EXERCISE REQUIREMENTS
Please show every line of the data below that contains the string "rear". Case counts, so list only lines where it matches in case.

ENTRIES PROVIDED
▼▼▼

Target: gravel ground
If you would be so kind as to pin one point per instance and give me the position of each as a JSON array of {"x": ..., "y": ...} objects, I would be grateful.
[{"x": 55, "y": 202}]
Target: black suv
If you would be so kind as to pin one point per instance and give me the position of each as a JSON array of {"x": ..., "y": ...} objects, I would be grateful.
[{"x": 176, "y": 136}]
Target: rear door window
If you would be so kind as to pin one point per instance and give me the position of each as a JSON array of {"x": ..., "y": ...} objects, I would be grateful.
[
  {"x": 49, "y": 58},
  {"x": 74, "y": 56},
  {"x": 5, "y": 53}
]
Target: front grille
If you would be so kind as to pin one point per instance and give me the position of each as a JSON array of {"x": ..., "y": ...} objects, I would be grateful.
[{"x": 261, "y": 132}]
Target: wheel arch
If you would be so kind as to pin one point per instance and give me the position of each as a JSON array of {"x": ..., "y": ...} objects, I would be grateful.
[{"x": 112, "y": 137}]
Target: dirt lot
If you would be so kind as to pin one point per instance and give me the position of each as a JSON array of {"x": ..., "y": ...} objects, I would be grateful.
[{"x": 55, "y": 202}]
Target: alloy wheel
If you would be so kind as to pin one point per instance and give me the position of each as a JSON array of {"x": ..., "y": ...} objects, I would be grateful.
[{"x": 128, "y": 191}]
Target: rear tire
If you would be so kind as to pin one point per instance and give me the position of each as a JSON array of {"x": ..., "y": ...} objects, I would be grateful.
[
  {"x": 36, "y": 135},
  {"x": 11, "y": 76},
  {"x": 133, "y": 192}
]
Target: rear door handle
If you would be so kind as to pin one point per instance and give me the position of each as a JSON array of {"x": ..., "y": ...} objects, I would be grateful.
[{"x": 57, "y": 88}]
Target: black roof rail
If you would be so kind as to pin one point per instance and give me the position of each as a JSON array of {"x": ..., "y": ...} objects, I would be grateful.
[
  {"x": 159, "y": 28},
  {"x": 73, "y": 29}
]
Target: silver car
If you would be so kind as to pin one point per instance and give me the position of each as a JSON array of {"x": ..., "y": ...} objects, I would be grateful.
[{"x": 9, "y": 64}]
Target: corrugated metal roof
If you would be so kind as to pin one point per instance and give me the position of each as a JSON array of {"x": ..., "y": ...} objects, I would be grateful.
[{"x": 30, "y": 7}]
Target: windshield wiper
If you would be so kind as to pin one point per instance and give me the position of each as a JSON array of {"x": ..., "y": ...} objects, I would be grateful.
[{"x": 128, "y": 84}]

▲▲▲
▼▼▼

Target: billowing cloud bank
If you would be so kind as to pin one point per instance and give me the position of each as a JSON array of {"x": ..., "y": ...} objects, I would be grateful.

▲▲▲

SOLUTION FOR THIS EXERCISE
Target: rear door window
Target: rear tire
Target: rear door handle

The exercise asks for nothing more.